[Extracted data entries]
<<<<
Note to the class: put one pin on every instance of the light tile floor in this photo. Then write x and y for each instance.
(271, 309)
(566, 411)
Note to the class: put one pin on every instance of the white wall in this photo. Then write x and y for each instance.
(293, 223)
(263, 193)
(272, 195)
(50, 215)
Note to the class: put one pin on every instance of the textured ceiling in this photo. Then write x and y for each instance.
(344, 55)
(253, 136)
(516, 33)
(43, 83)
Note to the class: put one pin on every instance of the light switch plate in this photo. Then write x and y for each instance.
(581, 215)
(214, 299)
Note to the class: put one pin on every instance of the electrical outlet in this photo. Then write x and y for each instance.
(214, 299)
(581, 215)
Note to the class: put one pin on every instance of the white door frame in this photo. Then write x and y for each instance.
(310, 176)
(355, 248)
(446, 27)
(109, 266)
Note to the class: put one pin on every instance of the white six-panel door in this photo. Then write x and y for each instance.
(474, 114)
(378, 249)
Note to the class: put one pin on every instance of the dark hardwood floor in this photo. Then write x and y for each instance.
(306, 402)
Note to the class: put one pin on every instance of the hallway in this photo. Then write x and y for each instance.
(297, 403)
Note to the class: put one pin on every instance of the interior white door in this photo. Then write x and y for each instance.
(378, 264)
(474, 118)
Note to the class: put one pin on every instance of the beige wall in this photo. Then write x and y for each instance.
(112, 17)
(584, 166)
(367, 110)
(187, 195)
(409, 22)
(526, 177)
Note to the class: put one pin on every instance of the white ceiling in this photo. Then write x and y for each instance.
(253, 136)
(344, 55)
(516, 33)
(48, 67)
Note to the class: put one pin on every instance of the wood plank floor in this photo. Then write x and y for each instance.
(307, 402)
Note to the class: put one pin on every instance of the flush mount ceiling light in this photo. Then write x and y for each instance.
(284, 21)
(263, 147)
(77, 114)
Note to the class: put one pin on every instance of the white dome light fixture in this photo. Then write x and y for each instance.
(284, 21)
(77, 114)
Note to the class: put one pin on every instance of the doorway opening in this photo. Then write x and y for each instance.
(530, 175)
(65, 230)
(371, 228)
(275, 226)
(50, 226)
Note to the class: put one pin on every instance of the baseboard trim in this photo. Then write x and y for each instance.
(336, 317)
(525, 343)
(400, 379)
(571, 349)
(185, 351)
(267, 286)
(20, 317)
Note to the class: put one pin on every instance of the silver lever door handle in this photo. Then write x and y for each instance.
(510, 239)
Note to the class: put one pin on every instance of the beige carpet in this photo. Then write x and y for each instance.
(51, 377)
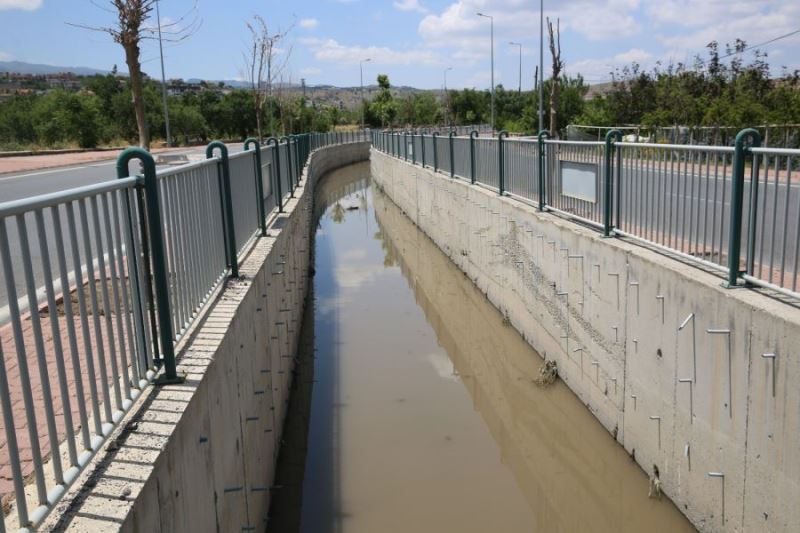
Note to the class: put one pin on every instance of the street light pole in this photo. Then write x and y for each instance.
(491, 19)
(163, 77)
(446, 99)
(520, 64)
(541, 65)
(363, 102)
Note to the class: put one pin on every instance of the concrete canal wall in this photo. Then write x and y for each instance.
(200, 456)
(701, 404)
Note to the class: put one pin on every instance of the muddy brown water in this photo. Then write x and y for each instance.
(414, 407)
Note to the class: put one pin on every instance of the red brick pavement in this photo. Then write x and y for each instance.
(16, 389)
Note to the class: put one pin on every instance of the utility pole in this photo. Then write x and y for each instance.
(163, 76)
(541, 65)
(520, 64)
(446, 99)
(363, 102)
(491, 19)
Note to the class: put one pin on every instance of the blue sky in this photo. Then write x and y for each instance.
(413, 41)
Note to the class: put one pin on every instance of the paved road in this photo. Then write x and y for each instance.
(15, 186)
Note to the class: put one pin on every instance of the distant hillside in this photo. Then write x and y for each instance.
(34, 68)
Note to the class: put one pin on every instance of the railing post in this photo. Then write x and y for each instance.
(543, 135)
(741, 151)
(227, 205)
(452, 157)
(472, 136)
(288, 165)
(276, 157)
(501, 164)
(608, 190)
(262, 216)
(435, 152)
(158, 255)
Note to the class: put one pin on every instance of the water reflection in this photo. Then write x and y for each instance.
(423, 414)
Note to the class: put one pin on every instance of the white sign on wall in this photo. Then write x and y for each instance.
(579, 180)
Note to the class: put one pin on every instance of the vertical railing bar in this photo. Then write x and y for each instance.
(83, 311)
(55, 330)
(126, 303)
(69, 321)
(11, 437)
(772, 252)
(101, 269)
(786, 210)
(22, 355)
(112, 256)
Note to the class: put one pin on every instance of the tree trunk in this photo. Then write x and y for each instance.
(554, 96)
(135, 72)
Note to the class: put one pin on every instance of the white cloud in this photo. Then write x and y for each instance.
(409, 5)
(26, 5)
(331, 50)
(634, 55)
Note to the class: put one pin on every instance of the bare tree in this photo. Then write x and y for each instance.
(263, 66)
(558, 66)
(129, 31)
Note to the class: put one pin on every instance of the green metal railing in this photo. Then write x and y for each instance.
(142, 256)
(732, 209)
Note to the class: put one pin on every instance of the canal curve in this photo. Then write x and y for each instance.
(414, 405)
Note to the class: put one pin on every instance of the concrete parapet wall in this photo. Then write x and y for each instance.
(609, 313)
(200, 456)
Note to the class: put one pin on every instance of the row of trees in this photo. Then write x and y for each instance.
(102, 114)
(721, 90)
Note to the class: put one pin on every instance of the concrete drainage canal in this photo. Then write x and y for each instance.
(416, 407)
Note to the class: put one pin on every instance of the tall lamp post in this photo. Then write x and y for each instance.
(491, 19)
(541, 65)
(446, 98)
(520, 64)
(163, 76)
(361, 69)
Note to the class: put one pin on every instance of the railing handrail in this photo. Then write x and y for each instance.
(43, 201)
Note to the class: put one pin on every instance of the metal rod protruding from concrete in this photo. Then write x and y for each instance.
(691, 398)
(661, 298)
(720, 475)
(636, 284)
(730, 370)
(694, 342)
(658, 419)
(772, 357)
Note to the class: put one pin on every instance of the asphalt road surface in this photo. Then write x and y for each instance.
(19, 185)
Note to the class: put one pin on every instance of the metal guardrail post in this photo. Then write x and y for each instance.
(544, 134)
(288, 165)
(501, 164)
(472, 136)
(158, 257)
(276, 157)
(435, 154)
(262, 216)
(227, 205)
(452, 157)
(741, 150)
(608, 189)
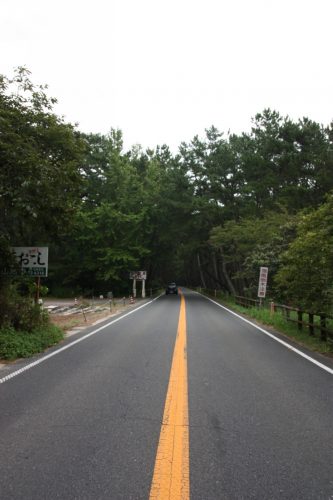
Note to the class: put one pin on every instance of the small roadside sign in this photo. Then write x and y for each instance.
(138, 275)
(32, 260)
(262, 282)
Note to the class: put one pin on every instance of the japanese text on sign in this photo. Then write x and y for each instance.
(33, 260)
(138, 275)
(262, 282)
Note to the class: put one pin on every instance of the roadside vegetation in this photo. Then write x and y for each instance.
(209, 215)
(277, 320)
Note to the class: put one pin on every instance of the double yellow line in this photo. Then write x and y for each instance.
(171, 479)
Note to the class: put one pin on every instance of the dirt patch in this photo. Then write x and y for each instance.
(80, 319)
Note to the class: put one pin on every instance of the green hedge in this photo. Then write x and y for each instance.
(22, 344)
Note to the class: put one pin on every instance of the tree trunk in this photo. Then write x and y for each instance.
(227, 278)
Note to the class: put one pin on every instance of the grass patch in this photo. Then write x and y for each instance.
(21, 344)
(281, 325)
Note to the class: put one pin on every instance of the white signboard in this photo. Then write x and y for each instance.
(33, 260)
(138, 275)
(262, 282)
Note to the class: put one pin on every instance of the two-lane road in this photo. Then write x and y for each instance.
(177, 394)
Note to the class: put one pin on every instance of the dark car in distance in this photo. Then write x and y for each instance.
(171, 288)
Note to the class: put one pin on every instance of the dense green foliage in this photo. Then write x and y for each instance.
(22, 344)
(210, 215)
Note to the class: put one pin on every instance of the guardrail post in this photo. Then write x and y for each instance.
(311, 328)
(300, 319)
(323, 332)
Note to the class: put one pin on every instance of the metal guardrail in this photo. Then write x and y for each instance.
(316, 321)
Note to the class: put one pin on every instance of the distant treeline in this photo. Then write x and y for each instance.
(210, 215)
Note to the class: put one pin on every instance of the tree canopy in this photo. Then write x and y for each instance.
(209, 215)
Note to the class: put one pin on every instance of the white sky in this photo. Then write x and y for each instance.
(163, 71)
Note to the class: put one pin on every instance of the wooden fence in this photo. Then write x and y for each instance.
(315, 321)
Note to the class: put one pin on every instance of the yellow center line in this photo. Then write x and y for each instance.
(171, 479)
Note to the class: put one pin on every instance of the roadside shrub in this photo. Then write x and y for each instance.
(19, 311)
(22, 344)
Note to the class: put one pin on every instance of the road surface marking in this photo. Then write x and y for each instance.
(171, 479)
(285, 344)
(67, 346)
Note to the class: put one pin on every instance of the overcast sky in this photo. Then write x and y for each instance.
(163, 70)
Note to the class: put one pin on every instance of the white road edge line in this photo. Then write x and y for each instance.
(67, 346)
(285, 344)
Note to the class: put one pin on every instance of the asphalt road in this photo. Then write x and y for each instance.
(86, 423)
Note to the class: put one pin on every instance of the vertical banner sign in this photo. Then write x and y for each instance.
(139, 276)
(33, 260)
(262, 282)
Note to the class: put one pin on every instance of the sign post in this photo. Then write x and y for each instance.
(33, 262)
(139, 276)
(262, 283)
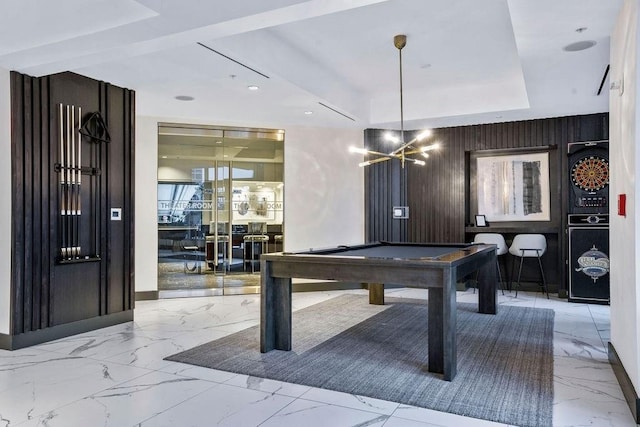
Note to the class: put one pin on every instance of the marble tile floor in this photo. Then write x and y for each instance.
(116, 376)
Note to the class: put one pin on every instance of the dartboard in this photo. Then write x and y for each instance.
(590, 173)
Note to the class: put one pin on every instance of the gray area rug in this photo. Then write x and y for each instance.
(505, 362)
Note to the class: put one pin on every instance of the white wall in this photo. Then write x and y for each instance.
(323, 192)
(324, 188)
(146, 204)
(5, 204)
(624, 160)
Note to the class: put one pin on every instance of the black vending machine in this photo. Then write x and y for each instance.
(588, 222)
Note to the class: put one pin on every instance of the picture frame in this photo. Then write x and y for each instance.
(513, 186)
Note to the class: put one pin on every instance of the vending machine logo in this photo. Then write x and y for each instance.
(593, 263)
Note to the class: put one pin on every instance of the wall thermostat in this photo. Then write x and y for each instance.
(400, 212)
(116, 214)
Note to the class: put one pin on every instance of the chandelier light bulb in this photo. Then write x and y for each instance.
(424, 134)
(359, 150)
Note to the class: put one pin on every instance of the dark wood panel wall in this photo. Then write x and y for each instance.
(46, 293)
(438, 194)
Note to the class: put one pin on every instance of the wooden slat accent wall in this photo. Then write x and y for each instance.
(43, 292)
(437, 193)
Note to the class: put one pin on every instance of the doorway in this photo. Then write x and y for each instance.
(220, 205)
>>>>
TASK INSTRUCTIONS: What are the lines from the one with "the wooden slat" through the end of the records above? Set them down exactly, both ends included, and nothing else.

EXERCISE SOLUTION:
Note to the class: put one pin on every instance of the wooden slat accent wall in this photo. Then write x and y for each instance.
(43, 292)
(437, 193)
Note to the class: put one pin on every instance of the doorway in this photo. Then write x and y for each instance.
(220, 205)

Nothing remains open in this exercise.